- Directions for this task -
Rewrite the lines below, replacing "red car" with "blue truck" and leaving everything else untouched.

== Material

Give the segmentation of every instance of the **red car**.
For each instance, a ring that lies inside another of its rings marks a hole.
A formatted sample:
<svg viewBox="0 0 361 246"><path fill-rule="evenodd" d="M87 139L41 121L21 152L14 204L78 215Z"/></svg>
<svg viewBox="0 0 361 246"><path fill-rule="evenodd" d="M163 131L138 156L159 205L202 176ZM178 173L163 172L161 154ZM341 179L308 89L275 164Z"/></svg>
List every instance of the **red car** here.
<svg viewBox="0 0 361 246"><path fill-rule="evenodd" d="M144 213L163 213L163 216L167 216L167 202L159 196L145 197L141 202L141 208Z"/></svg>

====

- Final answer -
Give the segmentation of every instance of the **blue truck**.
For each instance, a ring that lies inside another of its rings marks a hole.
A formatted sample:
<svg viewBox="0 0 361 246"><path fill-rule="evenodd" d="M87 139L41 121L21 152L14 204L78 215Z"/></svg>
<svg viewBox="0 0 361 246"><path fill-rule="evenodd" d="M163 131L138 156L159 205L202 176ZM178 173L163 172L161 154ZM341 179L308 89L275 164Z"/></svg>
List every instance of the **blue truck** here.
<svg viewBox="0 0 361 246"><path fill-rule="evenodd" d="M144 213L163 213L163 216L167 216L167 202L159 196L145 197L141 202L141 208Z"/></svg>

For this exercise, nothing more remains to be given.